━━ TEXT PASSAGE ━━

Nathalie Picqué Elected as 2019 OSA Fellow
Each year, the title “Fellow” is awarded to OSA members for outstanding achievements in the field of optics and photonics.
The Optical Society OSA honours Max Planck Institute of Quantum Optics’ researcher Nathalie Picqué with the distinction 2019 OSA Fellow for her path-breaking work on molecular spectroscopy with optical frequency combs.
Laser frequency combs, as produced by mode-locked lasers, can contain millions of sharp, evenly spaced spectral lines. Nathalie Picqué has demonstrated how all these lines can be used together to record complex molecular spectra over a broad spectral range with unprecedented speed, sensitivity, and accuracy. Her technique of dual-comb spectroscopy avoids any moving parts and requires only two frequency comb sources of slightly different line spacing and a fast photo-detector connected to a computer.
Originally, laser frequency combs have been introduced as precise tools to measure the frequency of light, as highlighted by the 2005 Nobel Prize in Physics to John L. Hall and Theodor W. Hänsch (Director of the Emeritus Group Laser Spectroscopy at the Max Planck Institute of Quantum Optics).

━━━
━━ DATA BLOCK ━━

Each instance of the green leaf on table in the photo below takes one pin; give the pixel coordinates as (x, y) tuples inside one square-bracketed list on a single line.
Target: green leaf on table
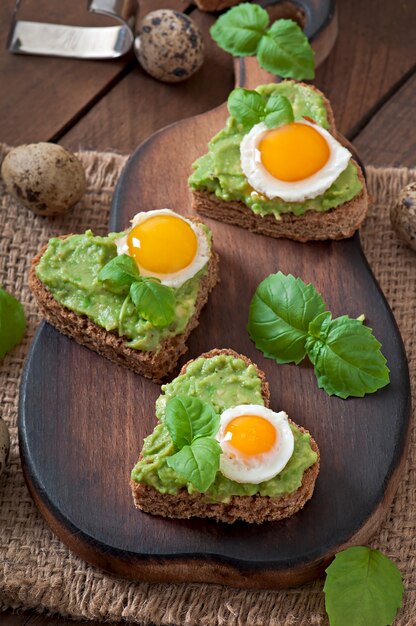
[(119, 273), (247, 106), (155, 302), (285, 51), (188, 418), (346, 356), (198, 463), (362, 588), (279, 316), (240, 29), (278, 111), (12, 322)]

━━━

(PROBLEM)
Reproduce the announcement of Nathalie Picqué's election as a 2019 OSA Fellow word for word, in full.

(OUTPUT)
Nathalie Picqué Elected as 2019 OSA Fellow
Each year, the title “Fellow” is awarded to OSA members for outstanding achievements in the field of optics and photonics.
The Optical Society OSA honours Max Planck Institute of Quantum Optics’ researcher Nathalie Picqué with the distinction 2019 OSA Fellow for her path-breaking work on molecular spectroscopy with optical frequency combs.
Laser frequency combs, as produced by mode-locked lasers, can contain millions of sharp, evenly spaced spectral lines. Nathalie Picqué has demonstrated how all these lines can be used together to record complex molecular spectra over a broad spectral range with unprecedented speed, sensitivity, and accuracy. Her technique of dual-comb spectroscopy avoids any moving parts and requires only two frequency comb sources of slightly different line spacing and a fast photo-detector connected to a computer.
Originally, laser frequency combs have been introduced as precise tools to measure the frequency of light, as highlighted by the 2005 Nobel Prize in Physics to John L. Hall and Theodor W. Hänsch (Director of the Emeritus Group Laser Spectroscopy at the Max Planck Institute of Quantum Optics).